> _ACTIVIDAD A_:
Según el texto sobre el Hospital San Juan de Dios, ¿en qué año se vinculó la Facultad de Medicina de la Universidad Nacional a ese hospital?
> _ACTIVIDAD B_:
Por favor, traduce al inglés esta oración del texto sobre el Hospital San Juan de Dios: "Con el paso del tiempo se colocó a la altura de los mejores centros hospitalarios de América."

> _TEXTO DE ESTUDIO_:
========

Cuando en 1868 la Facultad de Medicina de la Universidad Nacional se vinculó al Hospital San Juan de Dios, este dejó de ser un simple nosocomio para comenzar a convertirse en una prestigiosa escuela médica. Con el paso del tiempo se colocó a la altura de los mejores centros hospitalarios de América.
Explicable, pues quienes asistían a los enfermos eran los más destacados especialistas de la capital, que a la vez se desempeñaban como profesores de la facultad. Sí, la enseñanza de la medicina estaba entrañablemente ligada al trascurrir del hospital. Esta simbiosis permitió que surgiera la afamada ‘Escuela Médica Universidad Nacional-San Juan de Dios’, donde se formaron centenares de promociones médicas de alta calidad científica y, sobre todo, humanitarias.
Siempre, a lo largo de mi ejercicio profesional y docente he pugnado por que los médicos, al tiempo que científicos, sean humanitarios. Precisamente, el ejemplo más aleccionador de humanitarismo en el campo de la salud nos lo dio a principios de la Edad Contemporánea un personaje que con su actuar alcanzó la condición de santo: San Juan de Dios. Me refiero a José Ciudad Duarte, nacido en Montemor-o-Novo (Portugal) pero que vivió en España, adonde llegó secuestrado a la edad de ocho años.
Abandonado luego, fue protegido por un sacerdote. Ya adulto se declaró el Buen Samaritano, recogiendo a cuanto enfermo encontraba a su paso. Por eso se le creyó loco, siendo recluido en el Hospital Real de Granada. Más tarde en esta ciudad fundó, con la ayuda de algunos buenos amigos, su propio y modesto hospital, con la consigna de que todo el que llegara allí sería tratado gratuitamente, con afecto y consideración. A sus ayudantes les decía: “Haced de cuenta que sois el enfermo”, queriendo significar que el que asiste al enfermo debe mirarse en este, ocupar su lugar.
Era ese el espíritu de la institución asistencial donde me formé como médico en la década de los cincuenta del siglo pasado, espíritu aupado por la circunstancia de que los enfermos pertenecían a las clases menos favorecidas por la fortuna. Sin duda, en esto radicaba el prestigio del San Juan.

========

> _REGISTROS_:
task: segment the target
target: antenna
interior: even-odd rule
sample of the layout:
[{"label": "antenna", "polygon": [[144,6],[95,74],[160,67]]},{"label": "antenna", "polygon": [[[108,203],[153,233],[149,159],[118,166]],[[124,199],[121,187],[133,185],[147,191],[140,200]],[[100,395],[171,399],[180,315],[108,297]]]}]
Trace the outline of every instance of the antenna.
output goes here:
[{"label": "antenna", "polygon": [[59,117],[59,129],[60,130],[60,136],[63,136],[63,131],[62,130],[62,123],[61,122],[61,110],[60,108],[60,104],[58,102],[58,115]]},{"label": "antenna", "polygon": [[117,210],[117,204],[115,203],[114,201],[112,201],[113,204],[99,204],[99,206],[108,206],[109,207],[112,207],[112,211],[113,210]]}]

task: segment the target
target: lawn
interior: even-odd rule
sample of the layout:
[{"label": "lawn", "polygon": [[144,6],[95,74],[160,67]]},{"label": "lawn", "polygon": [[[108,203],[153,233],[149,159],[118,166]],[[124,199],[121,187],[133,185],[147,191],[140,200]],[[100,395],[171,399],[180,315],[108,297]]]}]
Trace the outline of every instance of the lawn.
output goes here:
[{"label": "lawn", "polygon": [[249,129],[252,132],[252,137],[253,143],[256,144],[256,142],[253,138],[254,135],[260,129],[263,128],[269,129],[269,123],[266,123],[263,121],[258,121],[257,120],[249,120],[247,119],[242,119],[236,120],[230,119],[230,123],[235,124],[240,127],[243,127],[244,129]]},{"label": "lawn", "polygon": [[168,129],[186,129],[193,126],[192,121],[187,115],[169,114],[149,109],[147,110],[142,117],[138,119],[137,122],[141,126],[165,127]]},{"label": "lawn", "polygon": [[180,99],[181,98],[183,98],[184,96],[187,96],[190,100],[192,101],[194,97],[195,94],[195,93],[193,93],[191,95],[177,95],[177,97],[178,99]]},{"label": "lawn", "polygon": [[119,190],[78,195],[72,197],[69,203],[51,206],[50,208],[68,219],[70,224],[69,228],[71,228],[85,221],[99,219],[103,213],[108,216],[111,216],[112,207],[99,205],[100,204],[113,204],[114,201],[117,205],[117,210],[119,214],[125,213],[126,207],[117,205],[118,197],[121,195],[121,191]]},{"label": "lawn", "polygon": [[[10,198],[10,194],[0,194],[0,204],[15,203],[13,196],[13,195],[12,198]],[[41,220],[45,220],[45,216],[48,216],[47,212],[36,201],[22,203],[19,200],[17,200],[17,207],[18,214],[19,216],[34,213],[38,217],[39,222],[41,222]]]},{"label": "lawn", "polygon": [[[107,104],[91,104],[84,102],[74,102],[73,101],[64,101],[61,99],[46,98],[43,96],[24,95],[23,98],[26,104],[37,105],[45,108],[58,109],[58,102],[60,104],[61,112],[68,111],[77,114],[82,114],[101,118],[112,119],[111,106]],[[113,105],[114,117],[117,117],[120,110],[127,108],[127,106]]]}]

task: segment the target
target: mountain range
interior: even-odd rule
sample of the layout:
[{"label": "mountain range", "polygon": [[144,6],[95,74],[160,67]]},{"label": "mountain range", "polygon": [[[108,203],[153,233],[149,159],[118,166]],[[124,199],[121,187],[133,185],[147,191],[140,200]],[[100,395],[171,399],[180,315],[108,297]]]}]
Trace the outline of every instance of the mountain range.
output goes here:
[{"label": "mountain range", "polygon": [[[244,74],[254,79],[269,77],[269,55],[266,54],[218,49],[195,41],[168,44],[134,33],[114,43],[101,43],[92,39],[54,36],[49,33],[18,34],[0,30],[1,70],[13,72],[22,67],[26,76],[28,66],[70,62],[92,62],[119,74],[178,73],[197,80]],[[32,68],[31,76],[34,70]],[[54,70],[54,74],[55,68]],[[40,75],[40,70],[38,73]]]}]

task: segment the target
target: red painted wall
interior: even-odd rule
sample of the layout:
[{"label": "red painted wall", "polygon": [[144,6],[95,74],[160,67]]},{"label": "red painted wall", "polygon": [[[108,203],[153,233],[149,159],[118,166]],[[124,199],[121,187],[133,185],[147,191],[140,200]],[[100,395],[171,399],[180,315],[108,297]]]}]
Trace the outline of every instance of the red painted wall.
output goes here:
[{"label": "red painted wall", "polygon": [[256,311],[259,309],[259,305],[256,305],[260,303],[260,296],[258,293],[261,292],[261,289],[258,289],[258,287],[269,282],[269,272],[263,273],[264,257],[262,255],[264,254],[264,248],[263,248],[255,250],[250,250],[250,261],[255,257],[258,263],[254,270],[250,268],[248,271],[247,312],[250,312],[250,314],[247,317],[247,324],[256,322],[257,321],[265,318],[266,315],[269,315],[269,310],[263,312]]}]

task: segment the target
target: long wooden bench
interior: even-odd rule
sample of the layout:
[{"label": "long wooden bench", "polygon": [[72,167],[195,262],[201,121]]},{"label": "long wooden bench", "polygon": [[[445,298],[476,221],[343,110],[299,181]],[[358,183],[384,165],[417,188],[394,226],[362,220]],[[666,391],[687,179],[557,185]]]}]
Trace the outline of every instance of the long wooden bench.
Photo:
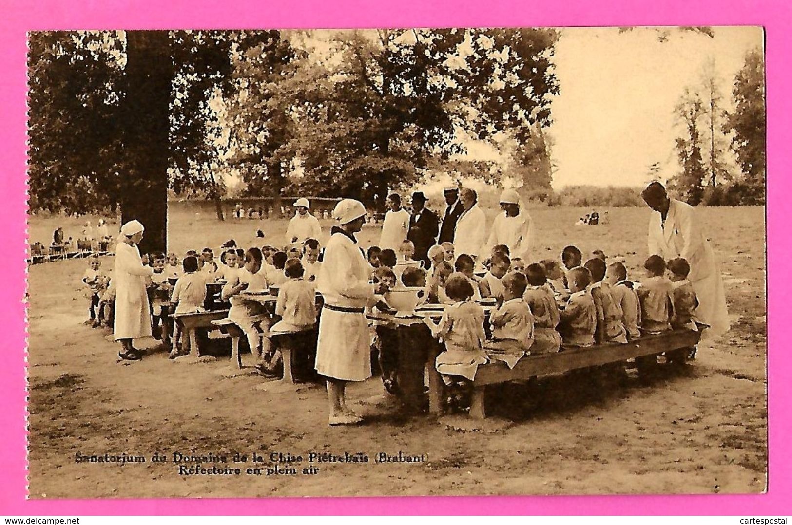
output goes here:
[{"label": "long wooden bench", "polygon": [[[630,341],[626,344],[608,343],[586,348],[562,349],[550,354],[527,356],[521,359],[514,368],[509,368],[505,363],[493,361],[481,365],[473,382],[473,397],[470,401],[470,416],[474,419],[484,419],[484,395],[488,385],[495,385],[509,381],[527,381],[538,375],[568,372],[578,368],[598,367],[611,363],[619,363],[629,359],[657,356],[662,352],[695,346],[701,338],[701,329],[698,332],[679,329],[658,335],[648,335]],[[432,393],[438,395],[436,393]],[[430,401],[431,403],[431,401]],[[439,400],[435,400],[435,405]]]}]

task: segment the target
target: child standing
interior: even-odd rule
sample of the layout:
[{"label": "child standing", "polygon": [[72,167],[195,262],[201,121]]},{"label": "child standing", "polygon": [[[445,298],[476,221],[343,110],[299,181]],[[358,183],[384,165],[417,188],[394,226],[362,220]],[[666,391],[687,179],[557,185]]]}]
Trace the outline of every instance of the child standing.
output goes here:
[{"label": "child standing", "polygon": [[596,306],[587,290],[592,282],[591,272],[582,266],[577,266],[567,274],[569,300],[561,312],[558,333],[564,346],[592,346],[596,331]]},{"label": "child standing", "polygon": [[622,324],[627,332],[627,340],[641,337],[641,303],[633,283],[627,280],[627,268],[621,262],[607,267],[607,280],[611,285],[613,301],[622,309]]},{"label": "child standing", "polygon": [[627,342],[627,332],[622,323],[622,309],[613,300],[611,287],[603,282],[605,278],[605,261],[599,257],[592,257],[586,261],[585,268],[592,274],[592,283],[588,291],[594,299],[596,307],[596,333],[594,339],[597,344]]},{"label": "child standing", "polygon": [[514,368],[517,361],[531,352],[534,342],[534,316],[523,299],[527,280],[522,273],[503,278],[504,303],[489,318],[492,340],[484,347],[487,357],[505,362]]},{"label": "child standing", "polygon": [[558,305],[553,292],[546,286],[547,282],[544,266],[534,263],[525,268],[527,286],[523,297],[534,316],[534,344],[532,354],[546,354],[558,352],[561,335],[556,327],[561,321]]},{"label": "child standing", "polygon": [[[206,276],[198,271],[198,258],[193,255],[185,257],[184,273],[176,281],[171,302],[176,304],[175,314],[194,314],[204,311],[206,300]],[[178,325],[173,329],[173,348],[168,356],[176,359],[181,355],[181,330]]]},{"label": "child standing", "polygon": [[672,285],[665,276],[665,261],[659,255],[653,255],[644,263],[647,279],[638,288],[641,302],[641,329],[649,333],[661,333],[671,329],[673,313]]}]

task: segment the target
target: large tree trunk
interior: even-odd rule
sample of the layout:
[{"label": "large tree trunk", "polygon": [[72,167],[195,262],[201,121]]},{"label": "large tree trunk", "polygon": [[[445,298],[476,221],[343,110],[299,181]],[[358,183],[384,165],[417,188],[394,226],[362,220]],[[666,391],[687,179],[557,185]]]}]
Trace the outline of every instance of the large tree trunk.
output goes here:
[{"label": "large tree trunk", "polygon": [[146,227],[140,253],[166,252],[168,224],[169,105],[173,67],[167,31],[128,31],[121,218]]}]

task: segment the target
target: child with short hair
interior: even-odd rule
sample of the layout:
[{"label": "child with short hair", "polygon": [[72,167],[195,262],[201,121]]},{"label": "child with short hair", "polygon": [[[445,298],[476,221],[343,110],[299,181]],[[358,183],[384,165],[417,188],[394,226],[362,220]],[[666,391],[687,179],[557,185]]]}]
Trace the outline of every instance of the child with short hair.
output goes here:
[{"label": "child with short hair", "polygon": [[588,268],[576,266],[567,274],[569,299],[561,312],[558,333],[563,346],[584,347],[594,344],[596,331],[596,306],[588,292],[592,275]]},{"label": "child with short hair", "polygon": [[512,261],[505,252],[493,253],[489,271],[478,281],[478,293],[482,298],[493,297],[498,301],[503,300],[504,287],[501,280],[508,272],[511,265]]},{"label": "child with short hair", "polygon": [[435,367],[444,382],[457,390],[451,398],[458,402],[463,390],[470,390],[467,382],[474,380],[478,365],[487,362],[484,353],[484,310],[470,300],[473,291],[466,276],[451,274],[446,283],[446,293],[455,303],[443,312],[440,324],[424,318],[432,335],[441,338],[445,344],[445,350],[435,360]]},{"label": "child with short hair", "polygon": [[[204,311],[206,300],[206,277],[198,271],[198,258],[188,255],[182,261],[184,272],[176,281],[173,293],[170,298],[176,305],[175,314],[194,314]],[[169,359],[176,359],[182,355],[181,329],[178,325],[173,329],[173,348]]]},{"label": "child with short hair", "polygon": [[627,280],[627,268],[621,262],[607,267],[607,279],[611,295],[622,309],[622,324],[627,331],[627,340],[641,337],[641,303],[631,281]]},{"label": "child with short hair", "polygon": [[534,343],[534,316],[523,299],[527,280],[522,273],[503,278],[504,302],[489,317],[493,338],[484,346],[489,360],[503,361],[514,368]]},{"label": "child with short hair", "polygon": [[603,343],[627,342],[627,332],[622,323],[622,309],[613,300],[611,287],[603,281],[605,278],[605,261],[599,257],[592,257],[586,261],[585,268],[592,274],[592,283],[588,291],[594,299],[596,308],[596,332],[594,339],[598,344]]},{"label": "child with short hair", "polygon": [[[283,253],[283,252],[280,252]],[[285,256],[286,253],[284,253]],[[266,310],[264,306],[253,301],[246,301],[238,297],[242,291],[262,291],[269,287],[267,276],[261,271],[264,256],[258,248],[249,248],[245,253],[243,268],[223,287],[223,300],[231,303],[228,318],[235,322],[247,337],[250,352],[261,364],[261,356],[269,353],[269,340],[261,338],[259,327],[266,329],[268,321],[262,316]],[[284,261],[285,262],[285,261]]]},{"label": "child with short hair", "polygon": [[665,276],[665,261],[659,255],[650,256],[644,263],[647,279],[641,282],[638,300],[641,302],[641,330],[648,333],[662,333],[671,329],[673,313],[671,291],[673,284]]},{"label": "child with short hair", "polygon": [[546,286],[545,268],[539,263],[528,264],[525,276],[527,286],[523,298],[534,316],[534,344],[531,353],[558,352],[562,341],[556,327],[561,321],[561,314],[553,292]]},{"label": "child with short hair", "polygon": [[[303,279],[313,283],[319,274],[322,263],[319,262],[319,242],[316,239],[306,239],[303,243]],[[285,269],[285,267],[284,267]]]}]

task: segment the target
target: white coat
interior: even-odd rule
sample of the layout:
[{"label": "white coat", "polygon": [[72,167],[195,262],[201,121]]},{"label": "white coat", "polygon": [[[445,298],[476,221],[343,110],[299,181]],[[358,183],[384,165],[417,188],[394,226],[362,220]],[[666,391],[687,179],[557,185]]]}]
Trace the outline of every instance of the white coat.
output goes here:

========

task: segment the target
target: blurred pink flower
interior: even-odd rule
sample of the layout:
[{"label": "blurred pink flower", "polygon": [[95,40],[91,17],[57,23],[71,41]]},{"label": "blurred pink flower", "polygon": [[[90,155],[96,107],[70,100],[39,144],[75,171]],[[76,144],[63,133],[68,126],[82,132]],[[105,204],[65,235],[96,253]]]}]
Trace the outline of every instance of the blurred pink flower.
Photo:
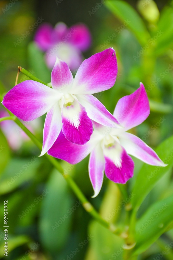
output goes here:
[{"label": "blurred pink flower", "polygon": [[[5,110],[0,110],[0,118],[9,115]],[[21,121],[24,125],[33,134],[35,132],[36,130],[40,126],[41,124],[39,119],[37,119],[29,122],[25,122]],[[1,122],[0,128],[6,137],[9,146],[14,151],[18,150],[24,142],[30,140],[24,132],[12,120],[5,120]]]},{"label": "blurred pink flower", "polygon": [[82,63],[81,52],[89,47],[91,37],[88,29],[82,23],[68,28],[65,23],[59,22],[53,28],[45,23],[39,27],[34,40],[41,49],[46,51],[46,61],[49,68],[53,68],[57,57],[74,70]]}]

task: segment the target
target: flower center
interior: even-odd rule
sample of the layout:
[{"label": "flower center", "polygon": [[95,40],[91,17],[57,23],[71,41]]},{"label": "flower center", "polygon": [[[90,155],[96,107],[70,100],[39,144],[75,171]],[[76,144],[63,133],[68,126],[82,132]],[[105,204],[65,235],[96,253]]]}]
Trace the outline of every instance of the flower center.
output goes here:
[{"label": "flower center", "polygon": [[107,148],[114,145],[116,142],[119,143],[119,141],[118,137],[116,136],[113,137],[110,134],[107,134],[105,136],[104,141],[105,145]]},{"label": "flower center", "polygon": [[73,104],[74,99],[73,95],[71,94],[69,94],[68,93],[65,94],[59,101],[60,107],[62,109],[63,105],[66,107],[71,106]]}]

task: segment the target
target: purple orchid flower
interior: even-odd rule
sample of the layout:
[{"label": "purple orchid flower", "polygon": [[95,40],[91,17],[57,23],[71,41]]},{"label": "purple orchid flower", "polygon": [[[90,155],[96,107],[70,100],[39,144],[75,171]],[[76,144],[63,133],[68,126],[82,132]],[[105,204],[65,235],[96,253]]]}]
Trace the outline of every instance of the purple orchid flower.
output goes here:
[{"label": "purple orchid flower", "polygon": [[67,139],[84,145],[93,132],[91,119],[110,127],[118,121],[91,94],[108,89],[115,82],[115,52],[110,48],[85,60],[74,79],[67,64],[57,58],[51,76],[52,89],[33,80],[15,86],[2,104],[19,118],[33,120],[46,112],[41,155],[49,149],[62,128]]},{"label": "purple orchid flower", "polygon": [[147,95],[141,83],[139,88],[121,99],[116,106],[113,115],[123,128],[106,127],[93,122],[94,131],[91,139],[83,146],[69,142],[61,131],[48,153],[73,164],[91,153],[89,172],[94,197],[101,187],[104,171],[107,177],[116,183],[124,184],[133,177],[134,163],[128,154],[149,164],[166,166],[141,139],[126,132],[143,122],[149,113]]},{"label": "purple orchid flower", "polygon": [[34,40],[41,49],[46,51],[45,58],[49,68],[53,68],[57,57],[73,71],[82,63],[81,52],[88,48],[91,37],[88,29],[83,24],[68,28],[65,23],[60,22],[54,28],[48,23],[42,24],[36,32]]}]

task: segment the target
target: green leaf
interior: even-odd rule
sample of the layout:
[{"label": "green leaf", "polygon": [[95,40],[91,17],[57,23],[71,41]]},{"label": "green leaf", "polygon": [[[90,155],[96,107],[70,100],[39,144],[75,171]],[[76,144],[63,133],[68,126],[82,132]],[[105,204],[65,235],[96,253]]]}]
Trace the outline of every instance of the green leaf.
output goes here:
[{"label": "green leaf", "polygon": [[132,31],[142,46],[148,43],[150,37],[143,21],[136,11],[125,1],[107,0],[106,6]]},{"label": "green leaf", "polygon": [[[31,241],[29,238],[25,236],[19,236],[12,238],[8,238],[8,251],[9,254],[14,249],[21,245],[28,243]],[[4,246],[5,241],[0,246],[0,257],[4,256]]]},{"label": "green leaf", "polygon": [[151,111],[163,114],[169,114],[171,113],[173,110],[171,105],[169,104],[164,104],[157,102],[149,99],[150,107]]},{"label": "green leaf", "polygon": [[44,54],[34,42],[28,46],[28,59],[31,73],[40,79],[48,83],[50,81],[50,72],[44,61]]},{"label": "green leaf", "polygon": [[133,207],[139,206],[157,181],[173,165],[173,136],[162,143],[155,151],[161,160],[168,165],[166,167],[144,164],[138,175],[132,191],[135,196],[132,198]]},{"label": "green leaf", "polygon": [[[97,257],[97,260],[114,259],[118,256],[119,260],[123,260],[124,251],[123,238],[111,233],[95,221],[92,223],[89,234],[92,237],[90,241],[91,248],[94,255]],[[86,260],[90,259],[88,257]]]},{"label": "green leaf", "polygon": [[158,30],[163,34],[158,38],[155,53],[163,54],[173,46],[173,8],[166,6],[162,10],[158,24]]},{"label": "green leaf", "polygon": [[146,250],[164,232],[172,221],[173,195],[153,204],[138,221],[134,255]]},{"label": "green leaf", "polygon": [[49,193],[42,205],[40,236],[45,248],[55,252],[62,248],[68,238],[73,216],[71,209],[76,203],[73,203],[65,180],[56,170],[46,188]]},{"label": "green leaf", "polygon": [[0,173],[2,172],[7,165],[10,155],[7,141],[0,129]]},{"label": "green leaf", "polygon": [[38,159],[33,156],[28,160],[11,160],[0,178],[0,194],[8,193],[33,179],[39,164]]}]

========

> _RESPUESTA A_:
En 1868.

> _RESPUESTA B_:
Over time, it rose to the level of the best hospital centers in the Americas.